_Required work_
Convert the material, from its start through the line containing "127L5 152L0 257L113", into a numbered list with one line per item. Skip blank lines and leave out the pictures.

(Stored items)
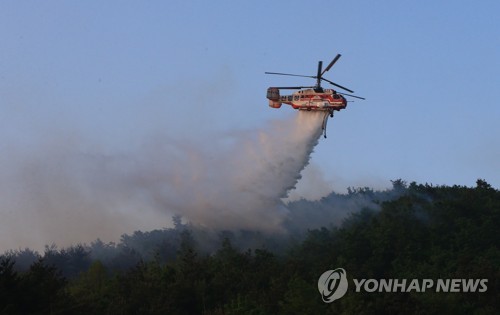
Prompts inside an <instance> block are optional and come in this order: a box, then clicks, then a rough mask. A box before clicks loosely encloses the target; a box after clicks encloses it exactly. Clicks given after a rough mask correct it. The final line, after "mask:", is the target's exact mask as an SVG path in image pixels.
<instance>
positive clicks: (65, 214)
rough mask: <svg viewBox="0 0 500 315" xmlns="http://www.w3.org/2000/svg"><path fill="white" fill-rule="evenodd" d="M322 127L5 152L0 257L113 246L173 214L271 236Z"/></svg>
mask: <svg viewBox="0 0 500 315" xmlns="http://www.w3.org/2000/svg"><path fill="white" fill-rule="evenodd" d="M321 120H322V114H321V113H315V112H299V113H297V115H296V116H293V117H291V118H289V119H285V120H280V121H273V122H271V123H270V124H269V125H268V126H267V127H264V128H262V129H261V130H257V131H254V130H253V131H250V130H249V131H237V132H233V133H232V134H230V135H226V136H218V137H213V136H212V137H210V138H208V139H205V141H204V142H200V143H196V142H195V141H180V140H166V139H165V138H161V139H160V140H158V141H157V142H154V141H153V142H150V143H149V144H146V143H145V144H144V145H143V146H142V147H141V150H136V151H134V152H130V153H128V154H123V153H122V154H115V155H113V154H107V155H104V154H103V153H101V152H88V150H87V151H85V150H83V149H82V147H84V146H83V145H82V143H80V142H78V141H71V142H69V143H68V142H62V143H58V142H57V141H53V140H52V142H51V143H46V144H41V145H40V146H39V147H38V148H34V149H31V150H29V151H25V150H21V149H19V150H16V148H12V150H11V151H10V153H11V154H10V158H7V157H3V158H2V160H0V162H1V163H0V172H1V173H2V180H1V181H0V188H1V190H0V197H1V199H0V200H1V201H0V215H1V216H2V222H1V223H0V227H1V228H0V236H1V238H0V251H2V250H7V249H10V248H23V247H25V246H28V247H31V248H34V249H37V250H40V249H41V248H43V246H44V245H45V244H51V243H53V242H54V243H56V244H57V245H58V246H67V245H69V244H75V243H80V242H87V243H88V242H91V241H93V240H95V239H96V238H98V237H99V238H101V239H103V240H105V241H114V240H117V239H118V238H119V236H120V235H121V234H123V233H130V232H132V231H134V230H148V229H155V228H162V227H166V226H168V225H169V224H170V219H171V216H172V215H174V214H178V215H181V216H182V217H183V218H184V219H185V220H187V221H190V222H192V223H193V224H196V225H201V226H205V227H208V228H213V229H253V230H260V231H280V230H281V229H282V223H283V221H284V219H285V217H286V214H287V210H286V208H284V206H283V203H282V202H281V199H282V198H285V197H286V196H287V193H288V192H289V190H290V189H292V188H293V187H295V185H296V183H297V181H298V180H299V179H300V172H301V171H302V169H303V168H304V167H305V166H306V165H307V164H308V161H309V157H310V154H311V152H312V150H313V148H314V146H315V145H316V143H317V141H318V138H319V137H320V135H321V131H322V130H321ZM213 139H216V140H213ZM82 142H83V141H82ZM95 147H97V148H98V146H95ZM82 151H85V152H86V153H85V154H84V153H82ZM97 151H98V150H97ZM13 157H15V158H13Z"/></svg>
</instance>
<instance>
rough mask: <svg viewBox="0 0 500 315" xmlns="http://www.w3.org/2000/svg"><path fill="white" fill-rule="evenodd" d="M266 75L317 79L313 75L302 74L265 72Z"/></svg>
mask: <svg viewBox="0 0 500 315" xmlns="http://www.w3.org/2000/svg"><path fill="white" fill-rule="evenodd" d="M264 73H265V74H277V75H289V76H292V77H303V78H313V79H315V78H316V77H315V76H313V75H302V74H290V73H281V72H264Z"/></svg>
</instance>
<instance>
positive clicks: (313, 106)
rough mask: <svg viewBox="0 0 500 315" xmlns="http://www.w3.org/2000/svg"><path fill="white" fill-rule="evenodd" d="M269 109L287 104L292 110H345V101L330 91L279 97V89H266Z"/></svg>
mask: <svg viewBox="0 0 500 315" xmlns="http://www.w3.org/2000/svg"><path fill="white" fill-rule="evenodd" d="M267 98H268V99H269V107H272V108H280V107H281V104H287V105H290V106H292V107H293V108H294V109H299V110H314V111H318V110H319V111H328V112H332V111H334V110H341V109H344V108H346V106H347V101H346V99H345V98H344V97H343V96H342V95H340V94H337V92H335V90H332V89H319V90H316V89H304V90H300V91H297V92H294V93H292V94H291V95H280V94H279V89H278V88H274V87H270V88H268V89H267Z"/></svg>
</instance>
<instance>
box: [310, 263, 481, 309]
mask: <svg viewBox="0 0 500 315" xmlns="http://www.w3.org/2000/svg"><path fill="white" fill-rule="evenodd" d="M352 281H353V284H354V291H355V292H361V291H364V292H368V293H375V292H394V293H397V292H400V293H401V292H417V293H423V292H429V291H433V292H437V293H439V292H451V293H453V292H457V293H458V292H466V293H475V292H478V293H483V292H486V291H487V290H488V279H436V280H434V279H354V278H353V279H352ZM348 286H349V284H348V281H347V273H346V271H345V270H344V269H343V268H337V269H334V270H328V271H325V272H324V273H323V274H322V275H321V276H320V277H319V279H318V290H319V293H320V294H321V298H322V299H323V302H325V303H331V302H333V301H335V300H338V299H340V298H341V297H343V296H344V295H345V294H346V292H347V288H348Z"/></svg>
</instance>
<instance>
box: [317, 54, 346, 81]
mask: <svg viewBox="0 0 500 315" xmlns="http://www.w3.org/2000/svg"><path fill="white" fill-rule="evenodd" d="M340 56H342V55H341V54H337V56H335V58H333V60H332V62H330V64H329V65H328V66H327V67H326V68H325V70H323V72H322V73H321V75H322V76H323V74H325V72H327V71H328V70H330V68H331V67H333V65H334V64H335V63H336V62H337V60H339V58H340Z"/></svg>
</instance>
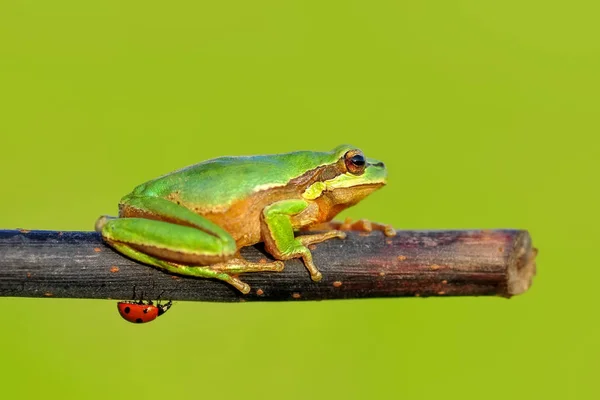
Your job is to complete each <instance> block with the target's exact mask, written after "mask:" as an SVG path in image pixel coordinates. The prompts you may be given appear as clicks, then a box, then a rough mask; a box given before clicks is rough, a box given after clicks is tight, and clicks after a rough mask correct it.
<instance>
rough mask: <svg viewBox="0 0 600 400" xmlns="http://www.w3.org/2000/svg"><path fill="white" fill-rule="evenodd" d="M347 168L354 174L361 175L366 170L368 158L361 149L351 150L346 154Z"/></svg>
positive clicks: (355, 174)
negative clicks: (365, 157)
mask: <svg viewBox="0 0 600 400" xmlns="http://www.w3.org/2000/svg"><path fill="white" fill-rule="evenodd" d="M345 159H346V168H347V169H348V172H350V173H351V174H354V175H360V174H362V173H363V172H364V171H365V167H366V165H367V160H365V156H364V155H363V154H362V153H361V152H360V150H350V151H349V152H347V153H346V155H345Z"/></svg>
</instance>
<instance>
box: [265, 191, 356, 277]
mask: <svg viewBox="0 0 600 400" xmlns="http://www.w3.org/2000/svg"><path fill="white" fill-rule="evenodd" d="M307 207H308V203H307V202H306V201H305V200H302V199H293V200H282V201H278V202H276V203H273V204H271V205H270V206H268V207H265V209H264V210H263V213H262V217H261V228H262V229H261V230H262V237H263V241H264V243H265V248H266V250H267V251H268V252H269V253H271V254H272V255H273V256H274V257H275V258H276V259H278V260H289V259H291V258H300V257H301V258H302V260H303V261H304V265H305V266H306V269H308V272H309V273H310V277H311V279H312V280H313V281H315V282H318V281H320V280H321V278H322V274H321V272H319V270H318V269H317V267H316V266H315V264H314V263H313V260H312V254H311V252H310V250H309V249H308V246H309V245H311V244H313V243H319V242H323V241H325V240H328V239H333V238H340V239H343V238H345V237H346V234H345V233H343V232H340V231H336V230H334V231H330V232H324V233H320V234H315V235H305V236H299V237H294V228H293V225H292V220H291V218H292V216H294V215H297V214H299V213H301V212H302V211H304V210H305V209H306V208H307Z"/></svg>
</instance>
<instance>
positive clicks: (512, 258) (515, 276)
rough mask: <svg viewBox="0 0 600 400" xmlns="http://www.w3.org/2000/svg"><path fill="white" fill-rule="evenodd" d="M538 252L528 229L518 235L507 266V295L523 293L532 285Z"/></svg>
mask: <svg viewBox="0 0 600 400" xmlns="http://www.w3.org/2000/svg"><path fill="white" fill-rule="evenodd" d="M537 254H538V249H537V248H535V247H533V246H532V245H531V236H530V235H529V233H528V232H527V231H524V232H522V233H521V234H520V235H519V236H517V238H516V240H515V244H514V248H513V252H512V257H511V259H510V260H509V262H508V266H507V268H508V270H507V274H506V275H507V287H506V292H507V297H512V296H516V295H519V294H522V293H524V292H526V291H527V290H528V289H529V288H530V287H531V285H532V283H533V277H534V276H535V275H536V272H537V269H536V257H537Z"/></svg>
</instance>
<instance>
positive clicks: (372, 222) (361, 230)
mask: <svg viewBox="0 0 600 400" xmlns="http://www.w3.org/2000/svg"><path fill="white" fill-rule="evenodd" d="M330 229H335V230H339V231H358V232H368V233H370V232H373V231H381V232H383V234H384V235H385V236H396V230H395V229H394V228H393V226H392V225H389V224H380V223H377V222H372V221H369V220H367V219H359V220H358V221H355V222H352V219H350V218H346V219H345V220H344V221H343V222H342V221H330V222H325V223H322V224H317V225H312V226H310V227H306V228H302V229H300V230H301V231H323V230H330Z"/></svg>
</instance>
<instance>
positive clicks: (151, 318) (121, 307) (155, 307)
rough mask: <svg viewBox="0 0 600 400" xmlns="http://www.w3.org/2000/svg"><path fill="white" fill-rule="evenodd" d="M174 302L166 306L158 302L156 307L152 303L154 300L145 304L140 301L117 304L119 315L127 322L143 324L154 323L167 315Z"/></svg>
mask: <svg viewBox="0 0 600 400" xmlns="http://www.w3.org/2000/svg"><path fill="white" fill-rule="evenodd" d="M171 305H172V302H171V301H170V300H169V301H168V302H167V303H165V304H160V302H157V303H156V305H154V303H152V300H149V301H147V302H144V301H143V300H140V301H120V302H118V303H117V308H118V309H119V314H121V317H123V319H125V320H126V321H129V322H132V323H134V324H143V323H146V322H150V321H154V320H155V319H156V318H158V317H160V316H161V315H163V314H164V313H166V312H167V311H168V310H169V308H171Z"/></svg>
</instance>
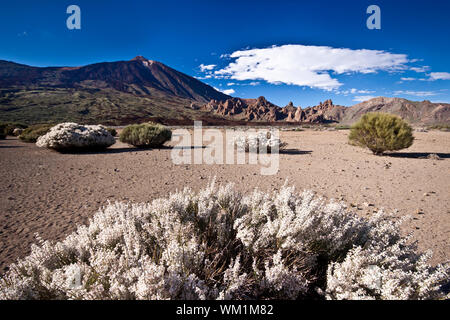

_Solution for this exercise_
1. Prompts inside an <instance> block are optional and come in this order: a box, then clicks, then a rough mask. A box before clicks loosely encloses the target; a box after clicks encloses it exactly. Clicks given after a rough mask correct it. The final line, after "mask:", is the target's exact mask as an SVG path in image pixels.
2. <instance>
3. positive clicks: (65, 214)
4. rough mask: <svg viewBox="0 0 500 315" xmlns="http://www.w3.org/2000/svg"><path fill="white" fill-rule="evenodd" d="M322 127L5 152L0 257L113 246L173 214L271 236Z"/></svg>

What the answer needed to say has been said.